Supplied passage:
┌────────

Canadian ice hockey player (born 1995)

Kaitlin Willoughby (born March 26, 1995) is a Canadian professional ice hockey forward for the Montreal Victoire of the Professional Women's Hockey League (PWHL).

==Career==
===USports===
In high school, Willoughby played for the Prince Albert Bears in her hometown, where she served as team captain. After graduating, she moved to Saskatoon to attend the University of Saskatchewan. Across 132 USports games with the Saskatchewan Huskies, she scored 111 points. After scoring 25 points in 28 games in her rookie university season, she was named USports Rookie of the Year and was named to the 2013-14 Canada West All-Rookie Team. That year, she would also score the game-winning goal as the university won the Canada West conference championship for the first time in history. She would lead the team in scoring for three of the next four seasons and was twice named to the Canada West All-Star Team. She graduated with a degree in Nursing.

===CWHL===
She was drafted 37th overall by the Calgary Inferno in the 2018 CWHL Draft. In her rookie CWHL season, she scored 6 points in 27 games, as the Inferno won the Clarkson Cup.

└────────

Records:

┌────────

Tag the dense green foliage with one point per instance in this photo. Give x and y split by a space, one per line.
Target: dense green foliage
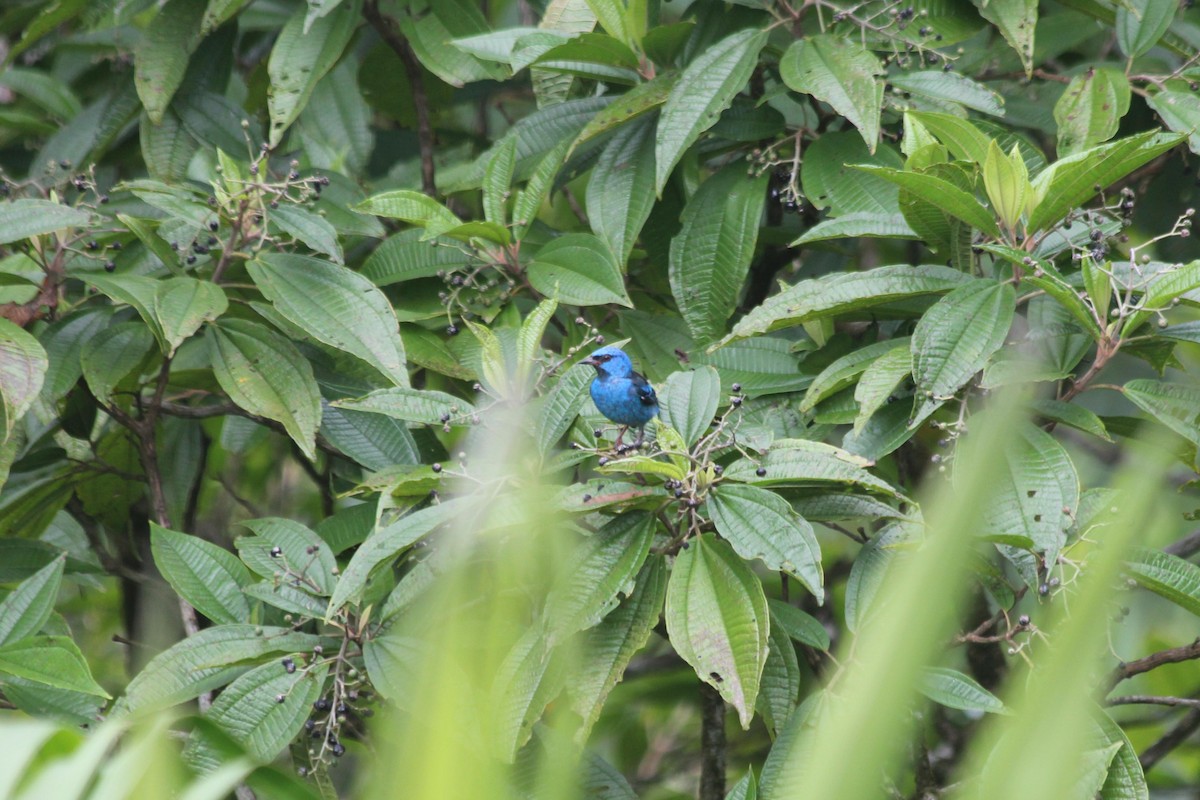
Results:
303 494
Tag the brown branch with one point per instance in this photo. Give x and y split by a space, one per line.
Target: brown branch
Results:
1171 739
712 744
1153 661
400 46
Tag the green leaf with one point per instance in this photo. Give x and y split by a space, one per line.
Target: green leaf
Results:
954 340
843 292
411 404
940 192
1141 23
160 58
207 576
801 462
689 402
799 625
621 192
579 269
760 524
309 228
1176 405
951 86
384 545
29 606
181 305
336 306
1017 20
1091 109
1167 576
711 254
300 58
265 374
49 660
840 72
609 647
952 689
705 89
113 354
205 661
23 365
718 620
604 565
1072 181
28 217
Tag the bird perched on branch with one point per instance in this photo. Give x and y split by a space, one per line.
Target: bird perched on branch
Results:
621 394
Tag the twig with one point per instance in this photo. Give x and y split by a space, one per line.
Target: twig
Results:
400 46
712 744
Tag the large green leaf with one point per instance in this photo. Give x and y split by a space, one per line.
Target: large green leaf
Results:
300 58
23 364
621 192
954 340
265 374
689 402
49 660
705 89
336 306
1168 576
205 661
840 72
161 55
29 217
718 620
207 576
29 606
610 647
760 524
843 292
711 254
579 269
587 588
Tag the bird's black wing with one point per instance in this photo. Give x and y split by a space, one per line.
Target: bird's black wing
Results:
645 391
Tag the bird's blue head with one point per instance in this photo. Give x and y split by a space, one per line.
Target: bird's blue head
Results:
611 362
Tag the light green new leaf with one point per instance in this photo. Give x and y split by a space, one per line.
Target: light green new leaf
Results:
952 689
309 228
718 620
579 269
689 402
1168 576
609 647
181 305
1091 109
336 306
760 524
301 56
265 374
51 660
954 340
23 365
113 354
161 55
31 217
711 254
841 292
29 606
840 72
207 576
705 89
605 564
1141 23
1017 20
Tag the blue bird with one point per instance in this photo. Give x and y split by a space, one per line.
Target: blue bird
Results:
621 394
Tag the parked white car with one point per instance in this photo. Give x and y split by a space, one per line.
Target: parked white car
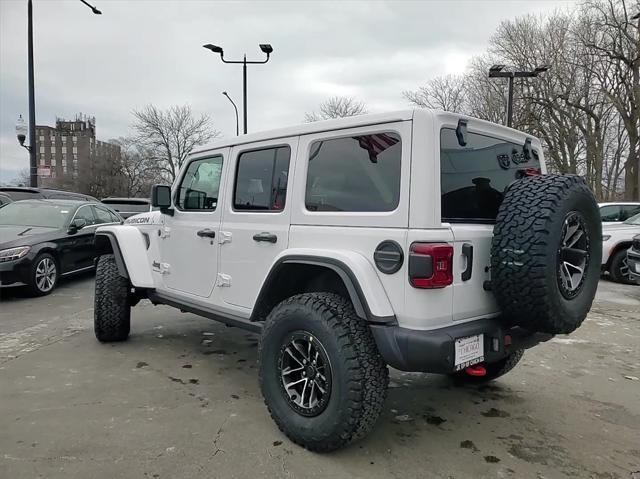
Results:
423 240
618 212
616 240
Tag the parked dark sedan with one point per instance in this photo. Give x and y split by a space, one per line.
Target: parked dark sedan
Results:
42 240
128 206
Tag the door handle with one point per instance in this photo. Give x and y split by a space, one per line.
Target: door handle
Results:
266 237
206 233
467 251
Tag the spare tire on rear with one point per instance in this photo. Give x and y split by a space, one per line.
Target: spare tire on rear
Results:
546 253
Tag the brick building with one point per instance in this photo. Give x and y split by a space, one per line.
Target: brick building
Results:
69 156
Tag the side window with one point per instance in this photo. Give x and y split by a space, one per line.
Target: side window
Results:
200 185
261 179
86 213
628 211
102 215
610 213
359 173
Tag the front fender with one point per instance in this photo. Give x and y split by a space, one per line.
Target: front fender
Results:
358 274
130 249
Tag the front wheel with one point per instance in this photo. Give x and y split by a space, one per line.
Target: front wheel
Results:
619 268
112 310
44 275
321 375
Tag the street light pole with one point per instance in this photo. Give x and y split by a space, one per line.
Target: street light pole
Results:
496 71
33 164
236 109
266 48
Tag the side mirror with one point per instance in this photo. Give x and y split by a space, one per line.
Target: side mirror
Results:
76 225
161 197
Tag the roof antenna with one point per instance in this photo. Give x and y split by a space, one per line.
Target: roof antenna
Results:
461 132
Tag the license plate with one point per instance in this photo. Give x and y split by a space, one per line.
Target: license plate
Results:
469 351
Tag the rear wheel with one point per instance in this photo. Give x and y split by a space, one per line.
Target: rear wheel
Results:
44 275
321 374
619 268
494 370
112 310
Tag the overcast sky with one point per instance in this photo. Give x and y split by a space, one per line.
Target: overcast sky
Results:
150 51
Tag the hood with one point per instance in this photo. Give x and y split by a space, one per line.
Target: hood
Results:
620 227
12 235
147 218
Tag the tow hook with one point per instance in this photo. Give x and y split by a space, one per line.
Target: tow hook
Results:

└────────
┌────────

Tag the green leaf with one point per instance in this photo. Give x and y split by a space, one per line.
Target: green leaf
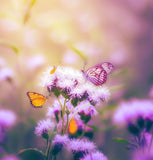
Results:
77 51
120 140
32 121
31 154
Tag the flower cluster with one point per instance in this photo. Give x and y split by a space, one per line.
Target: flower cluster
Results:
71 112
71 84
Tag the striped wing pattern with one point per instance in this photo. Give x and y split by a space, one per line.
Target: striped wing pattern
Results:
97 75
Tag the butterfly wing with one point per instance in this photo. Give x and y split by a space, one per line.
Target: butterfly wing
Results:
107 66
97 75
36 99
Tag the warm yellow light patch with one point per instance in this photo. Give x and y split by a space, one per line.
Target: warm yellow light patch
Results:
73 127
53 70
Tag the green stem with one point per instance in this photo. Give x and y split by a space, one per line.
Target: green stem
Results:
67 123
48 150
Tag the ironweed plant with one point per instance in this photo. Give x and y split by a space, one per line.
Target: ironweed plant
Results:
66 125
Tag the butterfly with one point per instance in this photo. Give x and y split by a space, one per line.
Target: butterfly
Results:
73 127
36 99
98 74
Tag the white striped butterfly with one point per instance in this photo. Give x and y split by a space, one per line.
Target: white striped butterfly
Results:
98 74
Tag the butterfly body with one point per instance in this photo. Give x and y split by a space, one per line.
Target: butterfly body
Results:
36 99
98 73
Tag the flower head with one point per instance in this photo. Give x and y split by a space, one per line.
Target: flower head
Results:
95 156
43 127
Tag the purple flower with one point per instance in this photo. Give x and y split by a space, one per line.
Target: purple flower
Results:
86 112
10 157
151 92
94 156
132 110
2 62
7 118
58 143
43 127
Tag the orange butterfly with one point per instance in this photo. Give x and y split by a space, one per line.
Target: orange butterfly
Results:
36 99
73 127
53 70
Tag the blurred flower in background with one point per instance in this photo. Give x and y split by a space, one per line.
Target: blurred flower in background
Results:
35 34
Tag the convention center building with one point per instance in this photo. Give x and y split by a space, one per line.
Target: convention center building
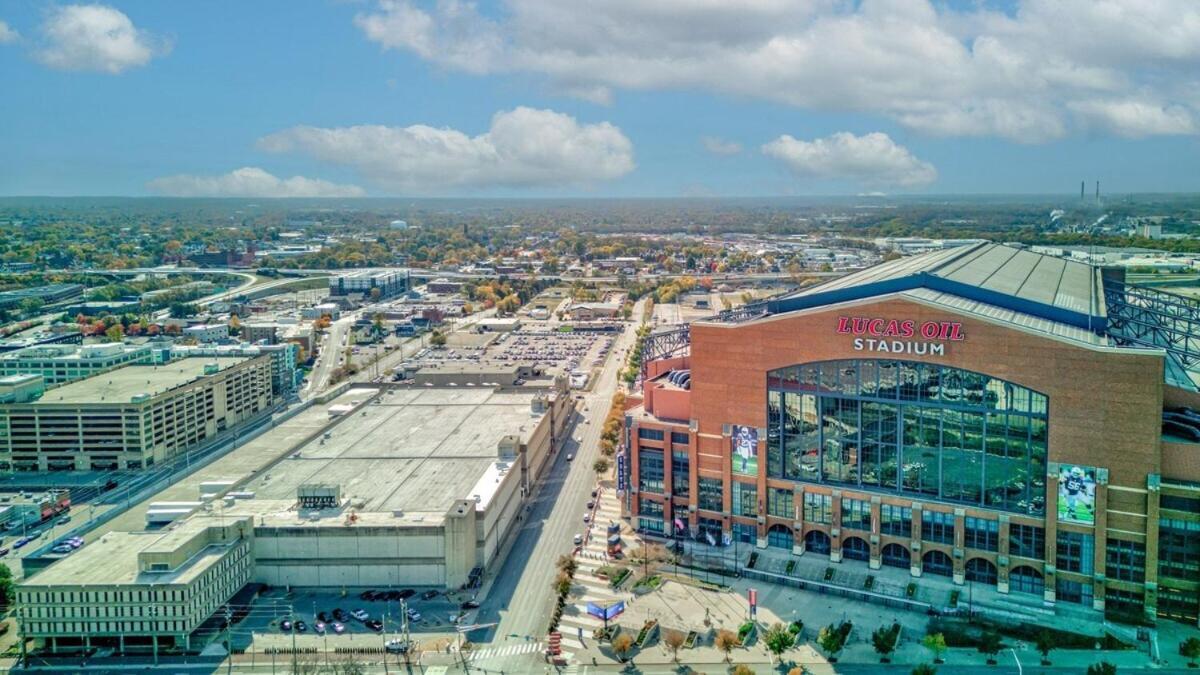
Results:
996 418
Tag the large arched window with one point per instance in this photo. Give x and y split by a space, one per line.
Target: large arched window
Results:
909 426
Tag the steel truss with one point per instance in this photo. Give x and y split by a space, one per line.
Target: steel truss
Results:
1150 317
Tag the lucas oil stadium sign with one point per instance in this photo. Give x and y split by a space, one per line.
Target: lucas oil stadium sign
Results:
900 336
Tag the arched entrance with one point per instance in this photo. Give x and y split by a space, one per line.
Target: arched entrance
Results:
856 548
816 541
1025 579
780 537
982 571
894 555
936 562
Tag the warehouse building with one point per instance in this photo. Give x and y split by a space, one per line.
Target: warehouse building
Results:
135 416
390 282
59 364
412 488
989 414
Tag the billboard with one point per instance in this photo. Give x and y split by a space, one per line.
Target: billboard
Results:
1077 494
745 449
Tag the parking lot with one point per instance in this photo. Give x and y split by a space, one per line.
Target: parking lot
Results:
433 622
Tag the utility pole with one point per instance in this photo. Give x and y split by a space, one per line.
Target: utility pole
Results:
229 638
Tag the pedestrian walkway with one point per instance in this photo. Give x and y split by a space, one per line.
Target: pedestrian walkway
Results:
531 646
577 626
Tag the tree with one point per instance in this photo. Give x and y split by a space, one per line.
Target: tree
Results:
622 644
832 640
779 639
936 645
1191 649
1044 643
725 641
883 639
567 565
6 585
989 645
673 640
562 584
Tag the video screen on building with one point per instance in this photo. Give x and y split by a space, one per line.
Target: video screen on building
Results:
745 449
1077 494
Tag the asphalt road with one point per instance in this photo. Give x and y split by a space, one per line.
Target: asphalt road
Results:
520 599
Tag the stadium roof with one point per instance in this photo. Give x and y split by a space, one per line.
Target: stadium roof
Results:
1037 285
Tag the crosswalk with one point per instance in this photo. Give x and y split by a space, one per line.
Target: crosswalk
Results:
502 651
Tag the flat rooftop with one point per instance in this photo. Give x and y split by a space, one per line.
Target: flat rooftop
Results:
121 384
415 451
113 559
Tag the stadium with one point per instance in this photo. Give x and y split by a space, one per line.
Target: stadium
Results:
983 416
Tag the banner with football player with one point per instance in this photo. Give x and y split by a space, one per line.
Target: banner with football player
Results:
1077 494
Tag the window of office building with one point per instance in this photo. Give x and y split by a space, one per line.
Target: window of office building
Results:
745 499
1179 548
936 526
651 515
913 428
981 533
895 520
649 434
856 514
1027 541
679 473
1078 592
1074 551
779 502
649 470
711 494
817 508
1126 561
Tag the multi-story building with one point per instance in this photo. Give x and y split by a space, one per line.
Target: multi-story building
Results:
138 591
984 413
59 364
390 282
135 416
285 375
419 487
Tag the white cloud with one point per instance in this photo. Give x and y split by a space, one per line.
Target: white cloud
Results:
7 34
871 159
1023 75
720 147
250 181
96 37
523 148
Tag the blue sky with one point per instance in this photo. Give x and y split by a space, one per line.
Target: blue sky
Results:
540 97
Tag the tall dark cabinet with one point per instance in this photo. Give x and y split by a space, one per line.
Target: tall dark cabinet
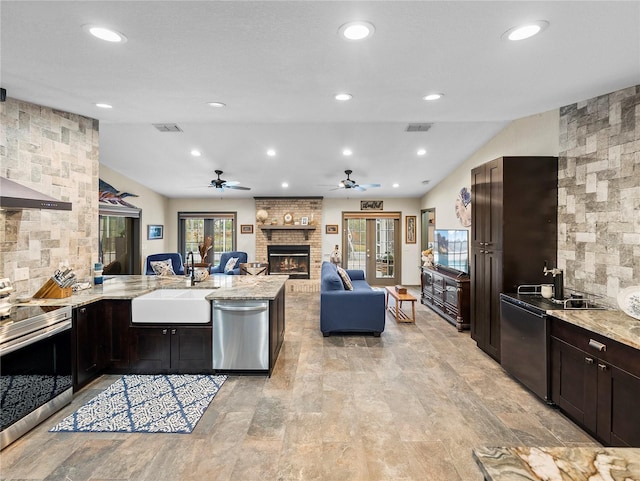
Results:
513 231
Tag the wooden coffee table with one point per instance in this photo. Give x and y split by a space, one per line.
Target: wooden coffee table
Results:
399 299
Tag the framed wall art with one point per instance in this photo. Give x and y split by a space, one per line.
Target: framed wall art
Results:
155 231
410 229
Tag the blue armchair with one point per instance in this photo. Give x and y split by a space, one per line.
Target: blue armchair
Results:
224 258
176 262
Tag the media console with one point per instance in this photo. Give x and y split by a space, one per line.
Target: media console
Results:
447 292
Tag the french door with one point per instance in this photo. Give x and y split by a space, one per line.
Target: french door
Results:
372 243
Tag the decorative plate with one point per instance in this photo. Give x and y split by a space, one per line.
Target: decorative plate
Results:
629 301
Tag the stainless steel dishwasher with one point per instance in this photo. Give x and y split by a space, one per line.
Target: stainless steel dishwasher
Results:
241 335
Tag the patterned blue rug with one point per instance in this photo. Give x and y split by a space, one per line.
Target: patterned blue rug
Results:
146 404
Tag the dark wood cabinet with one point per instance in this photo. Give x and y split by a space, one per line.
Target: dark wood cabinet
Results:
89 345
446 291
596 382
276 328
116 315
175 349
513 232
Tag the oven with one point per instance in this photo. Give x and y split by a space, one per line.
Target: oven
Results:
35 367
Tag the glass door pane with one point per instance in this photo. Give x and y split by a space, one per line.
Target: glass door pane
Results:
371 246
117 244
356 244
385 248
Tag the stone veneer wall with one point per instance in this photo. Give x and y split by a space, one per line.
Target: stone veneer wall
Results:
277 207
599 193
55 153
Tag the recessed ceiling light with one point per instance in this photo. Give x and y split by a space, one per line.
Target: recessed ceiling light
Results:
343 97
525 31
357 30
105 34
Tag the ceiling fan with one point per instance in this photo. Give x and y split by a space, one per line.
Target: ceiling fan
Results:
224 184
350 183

└────────
┌────────

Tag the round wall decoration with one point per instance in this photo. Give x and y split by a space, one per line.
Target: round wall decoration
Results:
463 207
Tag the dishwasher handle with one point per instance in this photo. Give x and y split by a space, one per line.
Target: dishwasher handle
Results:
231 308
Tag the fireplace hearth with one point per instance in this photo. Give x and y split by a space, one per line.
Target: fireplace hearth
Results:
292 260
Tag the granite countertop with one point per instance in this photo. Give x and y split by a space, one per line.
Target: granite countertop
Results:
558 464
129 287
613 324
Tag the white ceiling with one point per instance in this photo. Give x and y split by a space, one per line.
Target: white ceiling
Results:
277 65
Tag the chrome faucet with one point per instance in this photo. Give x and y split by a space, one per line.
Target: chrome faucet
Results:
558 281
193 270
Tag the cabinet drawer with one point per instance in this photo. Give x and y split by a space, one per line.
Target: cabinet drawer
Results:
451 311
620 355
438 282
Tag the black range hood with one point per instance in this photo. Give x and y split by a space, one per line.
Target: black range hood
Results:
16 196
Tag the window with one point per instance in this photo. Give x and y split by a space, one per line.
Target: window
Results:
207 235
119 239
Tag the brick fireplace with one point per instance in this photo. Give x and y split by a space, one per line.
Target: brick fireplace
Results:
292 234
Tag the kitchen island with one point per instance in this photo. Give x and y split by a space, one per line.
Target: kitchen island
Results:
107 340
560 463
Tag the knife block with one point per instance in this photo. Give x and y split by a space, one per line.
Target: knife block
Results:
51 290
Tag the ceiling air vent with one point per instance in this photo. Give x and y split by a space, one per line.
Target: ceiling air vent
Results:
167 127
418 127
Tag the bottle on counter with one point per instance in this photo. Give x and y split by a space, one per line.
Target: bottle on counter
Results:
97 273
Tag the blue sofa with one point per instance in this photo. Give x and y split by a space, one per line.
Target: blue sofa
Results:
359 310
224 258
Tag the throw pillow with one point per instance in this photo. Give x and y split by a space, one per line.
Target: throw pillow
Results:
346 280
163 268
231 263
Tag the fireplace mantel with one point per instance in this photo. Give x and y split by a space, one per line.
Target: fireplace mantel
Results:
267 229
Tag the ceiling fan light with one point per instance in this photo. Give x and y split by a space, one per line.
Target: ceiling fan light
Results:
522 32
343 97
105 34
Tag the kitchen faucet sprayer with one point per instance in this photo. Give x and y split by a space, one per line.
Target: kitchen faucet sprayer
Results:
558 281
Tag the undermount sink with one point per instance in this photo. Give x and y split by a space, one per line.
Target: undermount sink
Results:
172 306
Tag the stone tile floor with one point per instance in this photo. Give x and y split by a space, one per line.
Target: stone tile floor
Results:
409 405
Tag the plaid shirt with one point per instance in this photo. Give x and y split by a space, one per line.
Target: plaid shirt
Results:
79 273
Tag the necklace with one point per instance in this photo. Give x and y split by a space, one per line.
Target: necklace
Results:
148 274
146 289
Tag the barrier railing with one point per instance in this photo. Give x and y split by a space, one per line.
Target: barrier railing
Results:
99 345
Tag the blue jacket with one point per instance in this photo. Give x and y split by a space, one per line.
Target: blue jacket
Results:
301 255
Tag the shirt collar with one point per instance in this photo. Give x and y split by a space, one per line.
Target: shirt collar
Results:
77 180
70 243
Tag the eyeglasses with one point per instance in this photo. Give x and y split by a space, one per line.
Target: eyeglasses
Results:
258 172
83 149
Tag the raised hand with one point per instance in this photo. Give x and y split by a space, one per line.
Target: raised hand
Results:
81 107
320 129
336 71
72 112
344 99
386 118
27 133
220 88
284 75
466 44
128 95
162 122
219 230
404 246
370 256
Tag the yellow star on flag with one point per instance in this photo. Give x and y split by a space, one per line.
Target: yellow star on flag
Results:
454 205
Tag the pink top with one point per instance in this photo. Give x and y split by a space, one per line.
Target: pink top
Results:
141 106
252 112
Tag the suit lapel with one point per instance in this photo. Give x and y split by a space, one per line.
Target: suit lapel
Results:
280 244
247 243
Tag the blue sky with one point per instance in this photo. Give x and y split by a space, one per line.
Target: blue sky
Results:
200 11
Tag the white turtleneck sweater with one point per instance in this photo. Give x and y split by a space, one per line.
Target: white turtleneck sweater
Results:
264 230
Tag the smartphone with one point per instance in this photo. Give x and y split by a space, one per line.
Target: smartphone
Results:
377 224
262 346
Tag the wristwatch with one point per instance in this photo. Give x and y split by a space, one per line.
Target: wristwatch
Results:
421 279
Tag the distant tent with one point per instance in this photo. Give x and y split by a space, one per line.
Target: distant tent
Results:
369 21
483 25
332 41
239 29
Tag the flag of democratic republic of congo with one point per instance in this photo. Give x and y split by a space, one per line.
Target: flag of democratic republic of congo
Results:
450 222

└────────

Using the information:
A – Please rewrite the paragraph of the Willoughby biography that begins "In high school, Willoughby played" as a bulleted list, keeping its main facts.
B – Answer these questions from the Willoughby biography, one per line:
(i) Which PWHL team does Willoughby play for?
(ii) What degree did she earn at university?
(iii) At what overall position was she picked in the 2018 CWHL Draft?
C – Continue the Willoughby biography from its final sentence.
The material has no connection to the Willoughby biography.

Answers for the tasks:
A –
- Played high school hockey for the Prince Albert Bears in her hometown and served as team captain
- Moved to Saskatoon to attend the University of Saskatchewan
- Scored 111 points in 132 USports games with the Saskatchewan Huskies
- As a rookie, scored 25 points in 28 games, was named USports Rookie of the Year and made the 2013-14 Canada West All-Rookie Team
- Scored the game-winning goal in that year's Canada West conference championship, the university's first ever
- Led the team in scoring in three of the next four seasons
- Named to the Canada West All-Star Team twice
- Graduated with a degree in Nursing

B –
(i) The Montreal Victoire
(ii) Nursing
(iii) 37th overall

C –
===PWHPA===
After the collapse of the CWHL in May 2019, she joined the PWHPA. She was awarded Goal of the Game at the Unifor Women's Hockey Showcase in September 2019, playing for Team Johnston as it lost to Team Jenner 4–3. She earned an assist the next day of the Showcase, as Team Johnston beat Team Knox 6–5 in shootouts. She played for Team Bellamy at the Secret Showcase in January 2020. She would stay with the organisation for the 2020–21 season, being named to the roster for the Calgary section.

===PWHL===
Willoughby declared for the 2023 PWHL draft, but went unselected. She signed with PWHL Toronto prior to the 2023–24 season after being invited to their training camp. She recorded one assist in 23 games that season, and then re-signed with Toronto for the 2024–25 season.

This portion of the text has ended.